begin RECORD EXCERPTS

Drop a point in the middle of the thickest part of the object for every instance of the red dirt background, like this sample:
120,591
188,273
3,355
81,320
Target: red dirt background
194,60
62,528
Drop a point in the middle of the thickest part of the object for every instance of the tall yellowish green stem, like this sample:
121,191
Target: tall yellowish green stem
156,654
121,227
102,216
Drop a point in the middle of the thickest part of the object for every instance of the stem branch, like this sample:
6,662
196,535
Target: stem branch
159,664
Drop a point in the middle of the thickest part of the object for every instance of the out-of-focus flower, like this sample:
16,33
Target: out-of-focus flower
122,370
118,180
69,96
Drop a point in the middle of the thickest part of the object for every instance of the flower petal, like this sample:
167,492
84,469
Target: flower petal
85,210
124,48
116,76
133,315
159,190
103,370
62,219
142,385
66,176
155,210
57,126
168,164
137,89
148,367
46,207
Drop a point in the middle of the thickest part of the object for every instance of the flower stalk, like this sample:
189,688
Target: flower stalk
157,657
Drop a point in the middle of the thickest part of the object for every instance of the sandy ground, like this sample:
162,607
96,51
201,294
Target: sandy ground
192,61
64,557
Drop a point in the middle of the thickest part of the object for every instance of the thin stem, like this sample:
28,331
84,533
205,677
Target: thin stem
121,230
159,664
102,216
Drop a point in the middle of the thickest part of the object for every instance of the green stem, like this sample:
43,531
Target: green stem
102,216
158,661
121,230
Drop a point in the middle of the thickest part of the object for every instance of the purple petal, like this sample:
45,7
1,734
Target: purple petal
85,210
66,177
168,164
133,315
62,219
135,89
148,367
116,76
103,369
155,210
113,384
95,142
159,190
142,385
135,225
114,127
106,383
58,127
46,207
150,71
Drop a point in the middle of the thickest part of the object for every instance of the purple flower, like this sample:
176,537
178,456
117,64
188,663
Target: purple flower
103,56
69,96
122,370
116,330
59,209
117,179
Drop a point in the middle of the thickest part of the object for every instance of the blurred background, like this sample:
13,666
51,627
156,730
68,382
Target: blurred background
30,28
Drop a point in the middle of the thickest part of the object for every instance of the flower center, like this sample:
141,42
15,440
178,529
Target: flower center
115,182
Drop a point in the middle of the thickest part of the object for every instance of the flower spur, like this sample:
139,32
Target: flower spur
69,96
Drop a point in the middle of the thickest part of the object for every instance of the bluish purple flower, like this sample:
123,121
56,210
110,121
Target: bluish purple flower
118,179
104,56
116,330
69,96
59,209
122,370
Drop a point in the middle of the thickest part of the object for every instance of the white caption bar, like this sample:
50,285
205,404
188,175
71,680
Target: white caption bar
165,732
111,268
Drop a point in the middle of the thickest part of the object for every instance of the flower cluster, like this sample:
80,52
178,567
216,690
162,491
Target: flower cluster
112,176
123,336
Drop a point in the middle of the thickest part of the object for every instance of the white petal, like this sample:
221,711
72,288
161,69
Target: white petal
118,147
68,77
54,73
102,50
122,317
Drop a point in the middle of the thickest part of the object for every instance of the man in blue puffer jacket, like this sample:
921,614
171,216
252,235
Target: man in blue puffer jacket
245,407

end RECORD EXCERPTS

TASK DIRECTIONS: Retype nothing except the lines from the line holding "flower center, like" through the last line of the entries, both included.

THE ANSWER:
Drop a point in the middle of the thickest part of the object for every instance of the flower center, like this sample:
141,42
15,440
178,529
Target: flower center
115,182
Drop a point in the middle of the thickest part of the object for every instance of the flower spur, like this sample:
139,32
Target: flower spur
69,96
Drop a point in the middle of the thickest part of the object for every instance of the bluish purple flower, like this sample:
123,121
56,210
110,121
Target: bluish purple flower
118,179
104,56
116,330
69,96
59,209
122,370
Drop a point in the middle of the thickest part of the object for every instance of the white caption bar, like this sample:
50,285
205,404
188,175
71,680
Target: white caption bar
165,732
111,268
Drop a point in the middle of the thickest part of the object for every instance of the flower cluster, like this sample:
80,52
178,567
216,690
162,491
Target: flower cluster
112,176
123,336
Drop a point in the middle of the thickest part of the object for every instance of the white petal, like this sample:
221,711
72,288
161,69
Target: white petal
118,147
68,77
54,73
102,50
122,317
Drop a point in the middle of the thickest part of the object for every instance of the man in blue puffer jacket, like this sample:
921,614
171,216
252,235
Target: man in blue puffer jacket
245,407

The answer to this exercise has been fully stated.